SELECTED EXTRACT
Schema Migrations Are Silently Breaking Your ML Models. Synthetic Databases Can Catch It First.

Every time your database schema changes, your ML pipeline is at risk. Here is how to use synthetic data generation to test migrations before they reach production features.

The most expensive ML bug I have ever debugged cost four days and was caused by a column rename.

A backend engineer renamed user_created_at to account_registration_date in a migration. It was a clean rename, well-intentioned, documented in the migration log. The database team ran it on a Friday. The ML pipeline ran on Saturday morning. It did not crash. It did not throw an exception. It silently fell back to a default value for the missing column, computed every feature that depended on account age as zero, and sent those features to a production churn model that had never seen a customer with zero account age.

By Monday, the model was marking 34% of active users as high churn risk. The on-call engineer spent two days ruling out model drift, data quality issues, and infrastructure problems before someone finally ran a schema diff between the current database and the feature pipeline’s expected schema.

One renamed column. Four days of debugging. Zero warnings.

That incident changed how our team thought about schema testing. The problem was not the migration itself. The problem was that we had no test environment where the ML pipeline could be run against a post-migration synthetic database before the migration touched production.

This article is about building that test environment. Specifically, it is about using synthetic database generation to validate ML feature pipelines against schema changes before those changes reach production data.

Why Schema Changes Break ML Pipelines Silently

Most software engineering teams treat database migrations as a backend concern. The frontend engineers update their API calls. The backend engineers update their ORM models. The migration runs. Everyone moves on.

ML pipelines are different. They are tightly coupled to specific column names, data types, cardinalities, and null rates. A change that is invisible to a REST API can be catastrophic to a feature engineering pipeline.

The four migration types that most commonly break ML pipelines silently are:

Column renames. The pipeline still runs. The column is just missing or falls back to a default. Features silently become constants.

Type changes. A timestamp stored as VARCHAR gets migrated to TIMESTAMP WITH TIMEZONE. SQL aggregations that previously worked now return different values or break entirely depending on the database engine.

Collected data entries

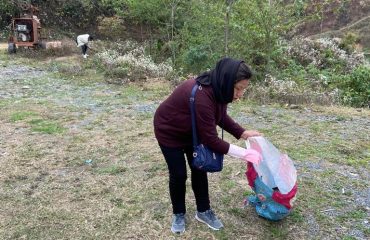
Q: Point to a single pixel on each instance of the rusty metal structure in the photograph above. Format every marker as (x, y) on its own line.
(25, 29)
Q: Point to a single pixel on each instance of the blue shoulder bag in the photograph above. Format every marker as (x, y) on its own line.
(204, 158)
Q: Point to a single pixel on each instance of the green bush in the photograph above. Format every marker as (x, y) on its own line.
(356, 87)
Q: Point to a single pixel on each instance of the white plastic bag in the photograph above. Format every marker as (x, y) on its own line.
(276, 169)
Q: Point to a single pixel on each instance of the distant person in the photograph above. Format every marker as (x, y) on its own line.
(83, 42)
(173, 129)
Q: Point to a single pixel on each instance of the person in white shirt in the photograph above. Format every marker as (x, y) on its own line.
(83, 41)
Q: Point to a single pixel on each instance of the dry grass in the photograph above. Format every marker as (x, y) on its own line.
(105, 178)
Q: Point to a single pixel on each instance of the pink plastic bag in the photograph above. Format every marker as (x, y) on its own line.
(276, 169)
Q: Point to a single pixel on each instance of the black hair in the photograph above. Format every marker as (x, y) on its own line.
(244, 72)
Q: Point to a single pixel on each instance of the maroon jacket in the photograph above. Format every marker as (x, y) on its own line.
(172, 119)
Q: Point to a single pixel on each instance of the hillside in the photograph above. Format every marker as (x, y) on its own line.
(79, 160)
(336, 19)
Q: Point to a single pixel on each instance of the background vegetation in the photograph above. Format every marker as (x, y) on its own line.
(269, 35)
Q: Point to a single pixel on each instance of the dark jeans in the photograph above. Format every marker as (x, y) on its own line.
(84, 49)
(175, 158)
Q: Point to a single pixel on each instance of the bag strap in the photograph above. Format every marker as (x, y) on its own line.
(192, 110)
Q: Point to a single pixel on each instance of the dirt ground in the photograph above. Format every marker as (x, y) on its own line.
(78, 160)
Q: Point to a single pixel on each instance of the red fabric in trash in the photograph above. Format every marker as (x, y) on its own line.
(251, 174)
(283, 199)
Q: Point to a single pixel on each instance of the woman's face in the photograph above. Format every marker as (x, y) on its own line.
(239, 88)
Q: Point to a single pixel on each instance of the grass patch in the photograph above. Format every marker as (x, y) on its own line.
(46, 126)
(111, 170)
(19, 116)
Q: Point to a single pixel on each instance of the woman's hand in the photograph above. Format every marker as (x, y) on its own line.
(250, 133)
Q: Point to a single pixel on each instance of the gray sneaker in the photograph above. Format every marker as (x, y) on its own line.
(208, 217)
(178, 223)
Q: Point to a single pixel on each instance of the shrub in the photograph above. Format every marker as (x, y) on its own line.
(356, 87)
(130, 63)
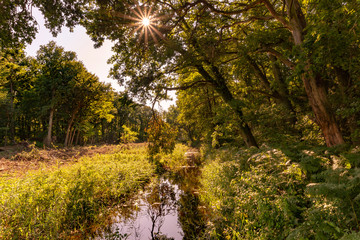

INSTRUCTIONS
1. Condense the paragraph in the schema migration article that begins "A backend engineer renamed" into a short bulleted list, keeping its main facts.
2. Rename "test environment" to "staging environment" as you reproduce the part of the schema migration article starting at "This article is" and ending at "reach production data.".

FINAL ANSWERS
1.
- A backend engineer renamed user_created_at to account_registration_date in a clean, documented migration.
- The database team ran the migration on a Friday, and the ML pipeline ran Saturday morning.
- The pipeline neither crashed nor threw an exception.
- It silently used a default value for the missing column, so every account-age feature was computed as zero.
- Those features went to a production churn model that had never seen a customer with zero account age.

2.
This article is about building that staging environment. Specifically, it is about using synthetic database generation to validate ML feature pipelines against schema changes before those changes reach production data.